**Stated task**
Print the data that follows exactly.

**Data provided**
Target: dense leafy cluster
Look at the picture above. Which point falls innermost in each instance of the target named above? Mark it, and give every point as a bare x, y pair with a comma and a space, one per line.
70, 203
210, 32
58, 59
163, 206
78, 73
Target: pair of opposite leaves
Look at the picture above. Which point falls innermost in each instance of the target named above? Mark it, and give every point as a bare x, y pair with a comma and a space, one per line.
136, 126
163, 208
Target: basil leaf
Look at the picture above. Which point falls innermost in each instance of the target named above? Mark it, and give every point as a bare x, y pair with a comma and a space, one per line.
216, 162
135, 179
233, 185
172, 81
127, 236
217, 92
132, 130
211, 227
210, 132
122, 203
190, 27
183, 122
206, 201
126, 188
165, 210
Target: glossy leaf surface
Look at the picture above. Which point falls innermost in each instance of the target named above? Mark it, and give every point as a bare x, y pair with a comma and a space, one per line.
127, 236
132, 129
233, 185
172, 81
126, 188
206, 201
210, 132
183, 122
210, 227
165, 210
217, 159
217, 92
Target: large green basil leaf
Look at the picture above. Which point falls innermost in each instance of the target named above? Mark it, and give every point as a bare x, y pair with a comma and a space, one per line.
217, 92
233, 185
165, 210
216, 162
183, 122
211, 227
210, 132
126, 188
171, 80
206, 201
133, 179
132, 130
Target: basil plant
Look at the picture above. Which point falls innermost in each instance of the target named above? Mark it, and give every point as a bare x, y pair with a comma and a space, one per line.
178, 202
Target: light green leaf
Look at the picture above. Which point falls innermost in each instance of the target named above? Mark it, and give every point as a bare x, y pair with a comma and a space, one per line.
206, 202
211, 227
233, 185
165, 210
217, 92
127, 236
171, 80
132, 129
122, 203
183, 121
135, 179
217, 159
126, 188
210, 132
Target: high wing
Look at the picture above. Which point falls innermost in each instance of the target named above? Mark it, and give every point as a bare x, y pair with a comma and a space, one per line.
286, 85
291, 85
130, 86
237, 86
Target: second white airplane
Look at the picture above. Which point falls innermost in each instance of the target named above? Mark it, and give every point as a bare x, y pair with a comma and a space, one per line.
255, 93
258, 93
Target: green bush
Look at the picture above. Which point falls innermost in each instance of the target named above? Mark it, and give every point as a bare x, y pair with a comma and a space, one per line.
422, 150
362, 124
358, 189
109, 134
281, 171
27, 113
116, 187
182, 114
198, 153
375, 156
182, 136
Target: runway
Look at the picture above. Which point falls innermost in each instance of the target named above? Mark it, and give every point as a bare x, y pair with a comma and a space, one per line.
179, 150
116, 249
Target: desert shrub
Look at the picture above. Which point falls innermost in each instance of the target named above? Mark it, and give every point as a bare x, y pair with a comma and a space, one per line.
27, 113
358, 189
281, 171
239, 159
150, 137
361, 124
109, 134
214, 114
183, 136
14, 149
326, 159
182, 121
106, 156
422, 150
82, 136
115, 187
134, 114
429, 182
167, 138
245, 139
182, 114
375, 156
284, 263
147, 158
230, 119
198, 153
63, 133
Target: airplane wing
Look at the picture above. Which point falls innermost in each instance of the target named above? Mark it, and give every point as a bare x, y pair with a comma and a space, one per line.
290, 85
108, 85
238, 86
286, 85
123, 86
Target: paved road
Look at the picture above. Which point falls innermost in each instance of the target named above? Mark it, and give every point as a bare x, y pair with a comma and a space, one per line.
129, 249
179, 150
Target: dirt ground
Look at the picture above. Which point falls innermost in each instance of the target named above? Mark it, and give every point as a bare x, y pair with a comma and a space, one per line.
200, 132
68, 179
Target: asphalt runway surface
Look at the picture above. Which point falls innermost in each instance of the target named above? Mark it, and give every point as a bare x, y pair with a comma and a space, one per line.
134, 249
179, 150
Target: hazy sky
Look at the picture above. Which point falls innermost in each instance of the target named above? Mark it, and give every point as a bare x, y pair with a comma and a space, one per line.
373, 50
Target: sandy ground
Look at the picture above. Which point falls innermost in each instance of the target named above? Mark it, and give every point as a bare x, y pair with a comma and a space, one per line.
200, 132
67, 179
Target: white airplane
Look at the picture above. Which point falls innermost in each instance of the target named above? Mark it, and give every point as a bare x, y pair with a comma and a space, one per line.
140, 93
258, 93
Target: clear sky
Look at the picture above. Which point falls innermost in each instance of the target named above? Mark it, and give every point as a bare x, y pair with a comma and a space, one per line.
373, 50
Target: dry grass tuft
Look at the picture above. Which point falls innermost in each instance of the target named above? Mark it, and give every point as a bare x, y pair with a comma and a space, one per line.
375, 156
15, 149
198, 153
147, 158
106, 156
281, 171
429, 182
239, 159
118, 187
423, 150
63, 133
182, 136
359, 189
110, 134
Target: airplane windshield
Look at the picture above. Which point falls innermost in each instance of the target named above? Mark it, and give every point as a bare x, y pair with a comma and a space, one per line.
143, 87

**In response**
Target: dense leafy cluster
Look at the picture above. Which point falls innermost in each instance of the target named above? Mark it, and give every point as a bare x, y pair with a comma and a space, one per line.
70, 203
210, 32
58, 59
163, 206
78, 73
Target: pair of opposite leaves
Look at the picture above. Which point falls innermost in each instance of the target named above? Mark it, and give every point as a bare x, y pair with a comma and a space, one per line.
136, 126
163, 208
Target: basil leaf
Look at the picture above. Which point falls innermost in each instance of the target named above? Mark it, and give every point as a bare x, y pair with a comma and a space, one per line.
216, 162
135, 179
233, 185
172, 81
127, 236
217, 92
132, 130
211, 227
210, 132
122, 203
190, 27
183, 122
206, 201
126, 188
165, 210
Target: glossy leaf surface
Look at the picture above. Which point falls innermost in each instance of the target named above? Mark it, and give every point as a bare x, y pair with a comma and a space, one per line.
127, 236
132, 129
233, 185
172, 81
126, 188
206, 201
210, 132
183, 122
210, 227
165, 210
217, 159
217, 92
Target: large green basil leaf
Look at the picture above. Which point falls innermost in each instance of the target named above? Mark it, and give every point as a bare x, y pair with a comma and a space, one per line.
217, 92
233, 185
165, 210
216, 162
183, 122
211, 227
210, 132
126, 188
171, 80
206, 201
133, 179
132, 130
Target: basil plant
Look at the picture above. Which point falls innermost in each instance of the target named above? Mark it, and give every point as a bare x, y pair with a comma and a space, one per line.
178, 202
Target: light green leaf
Look at the picture above. Which point falls innermost in each instance of the target named above? Mark it, and give every point as a bare x, y pair with a comma and a space, one per line.
206, 202
211, 227
233, 185
165, 210
217, 92
127, 236
171, 80
132, 129
122, 203
183, 121
135, 179
217, 159
126, 188
210, 132
Target: high wing
Look at the picture above. Which point falls innermost in each instance of the target named above? Mark it, and give every point as a bare x, y pair with a comma and a space, one per line.
286, 85
291, 85
130, 86
237, 86
Target: second white airplane
Look at the picture above. Which point falls innermost in each instance of the target named above? Mark it, and give every point as a bare x, y pair with a comma and a space, one per line.
255, 93
258, 93
Target: green bush
Look at the picture above. Which point falls innermost in each instance of the target named above? Mark it, and give every point as a bare x, y pair with a comma and a space, one per line.
422, 150
362, 124
358, 189
109, 134
281, 171
27, 113
116, 187
182, 114
198, 153
375, 156
182, 136
Target: runway
Look at the picture above. Which point falls innermost in each instance of the target named above? Mark it, and give every point as a bare x, y pair with a comma and a space, one per line.
179, 150
116, 249
Target: desert shrub
Look at the picture above. Which point falls innermost in each instance of the target named above? Mark it, and give every point as a bare x, y pair with a comma and a space, one per line.
27, 113
358, 189
281, 171
239, 159
150, 137
361, 124
109, 134
214, 114
183, 136
14, 149
326, 159
182, 121
106, 156
422, 150
82, 136
115, 187
134, 114
429, 182
167, 138
245, 139
182, 114
375, 156
284, 263
147, 158
230, 119
198, 153
63, 133
Target: airplane wing
Look at the picture above. Which point falls innermost in each instance of the target named above? Mark it, and give every point as a bare x, y pair with a comma and a space, one per line.
290, 85
108, 85
238, 86
286, 85
123, 86
Target: paved road
Look at the picture above. Which point falls innermost in each instance of the target named above? Mark it, and give every point as a bare x, y pair with a comma and a space, one per line.
129, 249
179, 150
Target: dirt ground
Look at the picture above. Which point falls innermost in each instance of the target named above? Mark it, and give every point as a bare x, y pair with a comma and a space, one per line.
200, 132
68, 179
Target: asphalt runway surface
Look at the picture above. Which point falls innermost in each instance of the target named above? Mark it, and give every point as a bare x, y pair with a comma and a space, one per line.
134, 249
179, 150
Target: hazy sky
Look at the picture above. Which point falls innermost in each instance of the target named above? Mark it, and give every point as a bare x, y pair with a comma and a space, one per line.
373, 50
Target: sandy ground
Look at the picture above. Which point falls innermost in each instance of the target named above? Mark it, and give every point as a bare x, y pair with a comma and a space, one per line.
200, 132
67, 179
Target: white airplane
Look at the picture above. Which point falls innermost in each instance of the target named above? Mark it, and give every point as a bare x, y pair with a comma and a space, one per line.
140, 93
258, 93
Target: clear sky
Look at the picture above. Which point falls innermost in each instance of the target named above? Mark it, and give every point as a bare x, y pair with a comma and a space, one per line.
373, 50
Target: dry grass tuft
Look at the picture above. Which point falls innermost in each instance of the target named above? Mark it, and give every point as a bare x, y pair with a comma and a space, one per line.
375, 156
15, 149
198, 153
147, 158
106, 156
281, 171
429, 182
239, 159
118, 187
423, 150
63, 133
182, 136
359, 189
110, 134
Target: airplane windshield
Look at the picture above. Which point falls innermost in each instance of the target named above? Mark it, and give every point as a bare x, y pair with a comma and a space, one per line.
143, 87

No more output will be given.